> _WHAT TO WORK ON_
Set down exactly each line of the entries below, beginning at the one that contains "Is there at least one bed" and ending at the last, and no others.

Records contained in a dataset:
========

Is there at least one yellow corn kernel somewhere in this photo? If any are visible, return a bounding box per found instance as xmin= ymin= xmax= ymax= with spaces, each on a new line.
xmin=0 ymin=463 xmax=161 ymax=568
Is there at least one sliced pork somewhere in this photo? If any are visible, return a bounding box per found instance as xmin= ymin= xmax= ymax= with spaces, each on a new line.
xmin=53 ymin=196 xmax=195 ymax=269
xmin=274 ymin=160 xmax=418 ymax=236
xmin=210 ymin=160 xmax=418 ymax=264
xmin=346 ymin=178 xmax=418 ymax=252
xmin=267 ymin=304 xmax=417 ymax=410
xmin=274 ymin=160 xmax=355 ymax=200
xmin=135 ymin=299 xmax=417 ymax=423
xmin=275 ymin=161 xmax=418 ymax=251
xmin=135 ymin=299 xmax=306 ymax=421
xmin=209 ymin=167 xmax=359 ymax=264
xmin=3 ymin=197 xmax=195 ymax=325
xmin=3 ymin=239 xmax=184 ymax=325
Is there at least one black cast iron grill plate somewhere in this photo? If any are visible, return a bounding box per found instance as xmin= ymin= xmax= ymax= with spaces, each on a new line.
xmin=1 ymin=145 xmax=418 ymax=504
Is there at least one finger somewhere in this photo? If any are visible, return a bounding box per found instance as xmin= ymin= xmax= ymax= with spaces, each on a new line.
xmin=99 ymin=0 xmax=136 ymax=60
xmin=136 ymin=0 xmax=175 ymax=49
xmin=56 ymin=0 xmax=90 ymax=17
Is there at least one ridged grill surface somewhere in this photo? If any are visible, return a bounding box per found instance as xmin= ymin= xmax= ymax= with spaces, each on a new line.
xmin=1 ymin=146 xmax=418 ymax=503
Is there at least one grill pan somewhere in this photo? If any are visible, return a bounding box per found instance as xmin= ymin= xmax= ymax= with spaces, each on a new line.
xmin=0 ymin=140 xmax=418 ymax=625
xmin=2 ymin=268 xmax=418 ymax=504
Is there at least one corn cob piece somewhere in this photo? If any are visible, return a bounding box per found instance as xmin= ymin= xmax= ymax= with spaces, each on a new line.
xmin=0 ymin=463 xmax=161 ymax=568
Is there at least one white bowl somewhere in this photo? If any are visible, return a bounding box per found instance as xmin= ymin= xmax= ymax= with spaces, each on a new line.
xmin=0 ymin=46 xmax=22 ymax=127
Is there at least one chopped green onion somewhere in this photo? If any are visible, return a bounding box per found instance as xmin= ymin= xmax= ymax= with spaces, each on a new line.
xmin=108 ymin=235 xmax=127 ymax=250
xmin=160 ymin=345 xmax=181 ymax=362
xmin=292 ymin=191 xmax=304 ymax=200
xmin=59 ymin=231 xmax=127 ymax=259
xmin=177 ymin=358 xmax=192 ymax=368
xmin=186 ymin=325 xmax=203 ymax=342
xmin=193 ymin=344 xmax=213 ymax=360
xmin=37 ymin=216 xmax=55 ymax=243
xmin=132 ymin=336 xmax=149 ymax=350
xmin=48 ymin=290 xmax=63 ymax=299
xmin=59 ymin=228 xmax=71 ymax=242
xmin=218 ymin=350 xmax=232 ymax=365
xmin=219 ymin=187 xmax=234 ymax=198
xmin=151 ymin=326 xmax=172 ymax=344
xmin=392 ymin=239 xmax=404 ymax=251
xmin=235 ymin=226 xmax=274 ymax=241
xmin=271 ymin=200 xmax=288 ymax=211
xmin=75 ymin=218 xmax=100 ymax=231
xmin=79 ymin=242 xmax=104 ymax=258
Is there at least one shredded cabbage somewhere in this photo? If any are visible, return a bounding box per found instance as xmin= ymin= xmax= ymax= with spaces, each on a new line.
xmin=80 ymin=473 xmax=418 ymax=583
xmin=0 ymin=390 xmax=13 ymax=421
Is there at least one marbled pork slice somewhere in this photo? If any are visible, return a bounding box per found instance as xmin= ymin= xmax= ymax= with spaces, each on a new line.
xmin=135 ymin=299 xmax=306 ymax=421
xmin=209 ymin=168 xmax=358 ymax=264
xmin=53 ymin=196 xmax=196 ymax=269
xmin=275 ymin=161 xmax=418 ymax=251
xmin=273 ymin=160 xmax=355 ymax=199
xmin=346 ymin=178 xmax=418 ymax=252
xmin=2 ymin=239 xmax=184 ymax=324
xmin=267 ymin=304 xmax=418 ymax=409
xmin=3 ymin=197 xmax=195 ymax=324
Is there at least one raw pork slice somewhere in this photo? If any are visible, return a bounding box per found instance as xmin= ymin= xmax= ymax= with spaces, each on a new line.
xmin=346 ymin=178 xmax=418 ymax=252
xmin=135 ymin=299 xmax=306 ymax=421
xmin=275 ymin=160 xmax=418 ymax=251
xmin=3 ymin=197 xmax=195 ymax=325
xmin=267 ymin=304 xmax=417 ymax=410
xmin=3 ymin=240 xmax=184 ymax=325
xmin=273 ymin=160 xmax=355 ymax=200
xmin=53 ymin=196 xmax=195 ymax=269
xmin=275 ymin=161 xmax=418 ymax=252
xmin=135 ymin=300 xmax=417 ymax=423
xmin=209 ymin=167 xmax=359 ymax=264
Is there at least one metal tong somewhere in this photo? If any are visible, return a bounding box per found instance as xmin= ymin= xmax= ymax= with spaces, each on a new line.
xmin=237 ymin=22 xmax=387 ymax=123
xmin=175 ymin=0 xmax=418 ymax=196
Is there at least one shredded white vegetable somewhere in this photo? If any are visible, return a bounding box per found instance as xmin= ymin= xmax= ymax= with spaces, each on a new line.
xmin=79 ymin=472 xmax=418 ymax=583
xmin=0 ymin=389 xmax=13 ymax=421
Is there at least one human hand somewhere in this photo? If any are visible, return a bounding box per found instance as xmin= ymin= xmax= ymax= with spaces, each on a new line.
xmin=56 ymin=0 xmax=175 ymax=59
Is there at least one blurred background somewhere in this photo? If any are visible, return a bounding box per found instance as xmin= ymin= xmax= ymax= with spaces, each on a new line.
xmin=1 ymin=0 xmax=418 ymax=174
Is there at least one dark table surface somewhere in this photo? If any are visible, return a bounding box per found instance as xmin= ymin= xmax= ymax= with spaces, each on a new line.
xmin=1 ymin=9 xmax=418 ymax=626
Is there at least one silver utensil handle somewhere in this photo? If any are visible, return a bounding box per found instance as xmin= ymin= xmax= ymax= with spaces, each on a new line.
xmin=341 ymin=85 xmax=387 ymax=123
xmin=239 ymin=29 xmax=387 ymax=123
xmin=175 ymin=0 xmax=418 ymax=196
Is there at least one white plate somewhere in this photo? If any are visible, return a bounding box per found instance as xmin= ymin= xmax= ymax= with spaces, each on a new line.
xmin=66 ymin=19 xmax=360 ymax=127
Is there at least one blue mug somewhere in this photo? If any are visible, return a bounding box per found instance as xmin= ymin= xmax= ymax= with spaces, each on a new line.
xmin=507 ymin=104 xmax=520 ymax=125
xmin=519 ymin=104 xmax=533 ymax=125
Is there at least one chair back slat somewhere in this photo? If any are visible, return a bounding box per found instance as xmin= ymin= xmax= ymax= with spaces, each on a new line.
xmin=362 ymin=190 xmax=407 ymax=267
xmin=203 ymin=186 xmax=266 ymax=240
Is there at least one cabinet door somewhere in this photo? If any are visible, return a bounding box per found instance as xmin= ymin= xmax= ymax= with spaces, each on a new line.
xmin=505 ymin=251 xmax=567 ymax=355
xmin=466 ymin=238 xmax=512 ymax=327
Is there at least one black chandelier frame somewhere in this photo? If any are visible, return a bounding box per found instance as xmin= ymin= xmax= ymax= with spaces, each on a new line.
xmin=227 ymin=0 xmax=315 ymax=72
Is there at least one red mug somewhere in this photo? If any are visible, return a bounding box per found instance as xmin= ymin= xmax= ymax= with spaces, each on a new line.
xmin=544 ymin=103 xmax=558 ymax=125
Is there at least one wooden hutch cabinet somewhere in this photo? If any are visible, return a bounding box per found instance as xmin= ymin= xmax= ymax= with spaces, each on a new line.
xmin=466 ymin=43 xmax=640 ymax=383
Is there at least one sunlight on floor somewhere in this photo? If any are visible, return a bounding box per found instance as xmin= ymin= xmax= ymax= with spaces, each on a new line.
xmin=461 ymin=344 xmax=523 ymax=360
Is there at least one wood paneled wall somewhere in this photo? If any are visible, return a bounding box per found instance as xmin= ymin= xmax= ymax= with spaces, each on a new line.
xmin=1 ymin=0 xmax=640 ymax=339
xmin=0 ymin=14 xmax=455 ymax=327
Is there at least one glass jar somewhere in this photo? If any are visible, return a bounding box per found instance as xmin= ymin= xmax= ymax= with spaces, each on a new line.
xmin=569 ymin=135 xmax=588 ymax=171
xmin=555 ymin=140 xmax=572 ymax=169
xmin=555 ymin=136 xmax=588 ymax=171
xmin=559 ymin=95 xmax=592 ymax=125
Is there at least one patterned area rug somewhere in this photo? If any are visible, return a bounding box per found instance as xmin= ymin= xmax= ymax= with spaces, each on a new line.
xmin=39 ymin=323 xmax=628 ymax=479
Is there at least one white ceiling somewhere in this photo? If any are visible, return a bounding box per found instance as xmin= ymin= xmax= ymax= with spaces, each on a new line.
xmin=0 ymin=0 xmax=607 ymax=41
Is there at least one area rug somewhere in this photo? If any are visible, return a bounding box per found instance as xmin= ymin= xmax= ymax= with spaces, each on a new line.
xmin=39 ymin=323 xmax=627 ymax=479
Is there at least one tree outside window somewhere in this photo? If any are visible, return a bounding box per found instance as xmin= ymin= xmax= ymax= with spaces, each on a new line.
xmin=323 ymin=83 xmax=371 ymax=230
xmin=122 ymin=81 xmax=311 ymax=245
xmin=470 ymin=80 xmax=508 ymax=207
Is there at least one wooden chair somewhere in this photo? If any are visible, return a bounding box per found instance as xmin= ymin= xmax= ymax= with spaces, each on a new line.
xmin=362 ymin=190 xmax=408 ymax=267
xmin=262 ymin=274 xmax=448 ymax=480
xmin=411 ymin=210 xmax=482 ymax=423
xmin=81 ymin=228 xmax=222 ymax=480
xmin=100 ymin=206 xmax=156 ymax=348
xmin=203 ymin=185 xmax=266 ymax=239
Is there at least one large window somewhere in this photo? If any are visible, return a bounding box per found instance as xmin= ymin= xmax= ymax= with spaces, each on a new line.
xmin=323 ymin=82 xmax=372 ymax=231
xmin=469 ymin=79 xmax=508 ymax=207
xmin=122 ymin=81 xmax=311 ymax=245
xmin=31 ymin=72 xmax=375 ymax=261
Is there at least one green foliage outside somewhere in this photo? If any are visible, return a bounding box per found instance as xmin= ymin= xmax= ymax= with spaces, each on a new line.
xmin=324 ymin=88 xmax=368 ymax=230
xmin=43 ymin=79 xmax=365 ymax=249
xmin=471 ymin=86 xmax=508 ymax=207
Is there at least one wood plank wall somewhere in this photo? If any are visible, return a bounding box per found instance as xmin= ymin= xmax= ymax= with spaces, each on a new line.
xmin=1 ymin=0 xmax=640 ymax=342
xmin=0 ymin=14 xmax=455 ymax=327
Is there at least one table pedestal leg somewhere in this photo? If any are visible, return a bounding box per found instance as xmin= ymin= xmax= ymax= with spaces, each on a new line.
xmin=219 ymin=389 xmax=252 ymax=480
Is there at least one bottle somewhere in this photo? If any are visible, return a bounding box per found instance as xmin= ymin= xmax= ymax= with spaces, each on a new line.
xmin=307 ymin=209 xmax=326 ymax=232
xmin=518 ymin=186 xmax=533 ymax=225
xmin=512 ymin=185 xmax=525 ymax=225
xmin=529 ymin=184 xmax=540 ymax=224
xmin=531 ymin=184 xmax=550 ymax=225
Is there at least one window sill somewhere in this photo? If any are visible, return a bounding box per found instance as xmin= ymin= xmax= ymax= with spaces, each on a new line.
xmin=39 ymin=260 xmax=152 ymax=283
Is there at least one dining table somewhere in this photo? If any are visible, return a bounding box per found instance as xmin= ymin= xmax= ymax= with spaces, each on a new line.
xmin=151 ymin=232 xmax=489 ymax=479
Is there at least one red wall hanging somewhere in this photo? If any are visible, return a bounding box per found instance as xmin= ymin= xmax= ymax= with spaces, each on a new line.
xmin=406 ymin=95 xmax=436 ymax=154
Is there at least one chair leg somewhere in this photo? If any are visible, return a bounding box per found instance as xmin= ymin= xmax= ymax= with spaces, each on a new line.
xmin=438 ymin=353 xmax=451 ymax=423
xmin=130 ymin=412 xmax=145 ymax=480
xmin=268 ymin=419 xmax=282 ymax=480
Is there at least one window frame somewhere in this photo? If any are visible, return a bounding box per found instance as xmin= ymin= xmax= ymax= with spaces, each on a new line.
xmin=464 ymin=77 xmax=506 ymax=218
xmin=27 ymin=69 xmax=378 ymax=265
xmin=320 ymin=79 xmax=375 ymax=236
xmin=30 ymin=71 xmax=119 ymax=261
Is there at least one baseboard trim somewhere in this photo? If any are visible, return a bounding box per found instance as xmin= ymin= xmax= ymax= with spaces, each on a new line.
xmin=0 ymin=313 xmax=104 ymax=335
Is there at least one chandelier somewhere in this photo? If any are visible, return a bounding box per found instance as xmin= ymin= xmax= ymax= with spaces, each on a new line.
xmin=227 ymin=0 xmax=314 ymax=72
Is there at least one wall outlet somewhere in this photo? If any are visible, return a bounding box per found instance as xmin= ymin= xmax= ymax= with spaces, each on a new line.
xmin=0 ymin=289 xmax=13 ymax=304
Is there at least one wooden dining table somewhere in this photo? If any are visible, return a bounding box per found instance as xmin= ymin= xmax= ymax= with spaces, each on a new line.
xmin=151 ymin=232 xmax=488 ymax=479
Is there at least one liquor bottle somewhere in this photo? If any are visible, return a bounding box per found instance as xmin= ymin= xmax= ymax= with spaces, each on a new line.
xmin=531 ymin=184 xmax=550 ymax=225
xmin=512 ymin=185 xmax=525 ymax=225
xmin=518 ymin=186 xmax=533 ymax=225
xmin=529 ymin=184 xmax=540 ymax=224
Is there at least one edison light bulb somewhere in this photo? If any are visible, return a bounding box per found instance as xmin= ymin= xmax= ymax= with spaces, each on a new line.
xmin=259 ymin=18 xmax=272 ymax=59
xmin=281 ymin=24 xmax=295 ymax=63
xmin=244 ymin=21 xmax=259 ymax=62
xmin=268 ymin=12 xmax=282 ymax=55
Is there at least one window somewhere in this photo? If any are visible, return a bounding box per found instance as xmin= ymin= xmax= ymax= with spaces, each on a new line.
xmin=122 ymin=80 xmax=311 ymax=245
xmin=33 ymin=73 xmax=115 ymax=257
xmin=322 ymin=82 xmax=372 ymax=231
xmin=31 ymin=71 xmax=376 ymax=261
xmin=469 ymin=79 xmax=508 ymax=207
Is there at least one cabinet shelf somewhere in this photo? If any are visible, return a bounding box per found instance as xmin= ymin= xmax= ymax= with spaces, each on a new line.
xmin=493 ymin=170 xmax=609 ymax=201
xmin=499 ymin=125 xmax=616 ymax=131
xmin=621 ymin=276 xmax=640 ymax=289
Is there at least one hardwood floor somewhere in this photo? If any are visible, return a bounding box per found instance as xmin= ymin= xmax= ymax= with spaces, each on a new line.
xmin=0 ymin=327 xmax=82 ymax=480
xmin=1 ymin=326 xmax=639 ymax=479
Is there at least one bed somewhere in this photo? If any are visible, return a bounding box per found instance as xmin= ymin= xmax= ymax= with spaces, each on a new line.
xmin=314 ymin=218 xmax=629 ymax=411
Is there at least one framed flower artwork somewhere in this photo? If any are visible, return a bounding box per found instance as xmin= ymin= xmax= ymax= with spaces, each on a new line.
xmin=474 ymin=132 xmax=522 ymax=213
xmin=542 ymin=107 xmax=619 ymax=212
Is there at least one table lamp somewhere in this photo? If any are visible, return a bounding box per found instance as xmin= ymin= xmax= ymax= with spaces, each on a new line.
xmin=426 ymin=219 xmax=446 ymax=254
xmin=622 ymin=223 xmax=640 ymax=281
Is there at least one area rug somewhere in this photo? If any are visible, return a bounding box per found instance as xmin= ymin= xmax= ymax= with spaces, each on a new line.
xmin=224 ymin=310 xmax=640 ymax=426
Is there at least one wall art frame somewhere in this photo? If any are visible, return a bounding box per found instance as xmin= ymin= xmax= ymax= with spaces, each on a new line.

========

> _RESULT OF THE EXERCISE_
Is there at least one bed somewhere in this photo? If any are visible, return a bounding box per found instance as xmin= ymin= xmax= ymax= with spaces, each on a new line.
xmin=314 ymin=218 xmax=629 ymax=411
Is there at least one framed flower artwork somewhere in this photo? If any are visible, return a bounding box per found instance as xmin= ymin= xmax= ymax= with spaces, each on a new line.
xmin=474 ymin=132 xmax=522 ymax=213
xmin=542 ymin=107 xmax=619 ymax=212
Is there at least one table lamp somewhere in this photo? If any are visible, return a bounding box per found instance as xmin= ymin= xmax= ymax= with spaces, each on a new line.
xmin=426 ymin=219 xmax=446 ymax=254
xmin=622 ymin=223 xmax=640 ymax=281
Is there at least one area rug somewhere in this photo? If any are visible, return a bounding box per found instance as xmin= ymin= xmax= ymax= with spaces, each on a new line.
xmin=224 ymin=310 xmax=640 ymax=426
Is there at least one wall art frame somewhere in this photo? If any are visible, return a bounding box per found instance as xmin= ymin= xmax= ymax= with spaces, each on a new line.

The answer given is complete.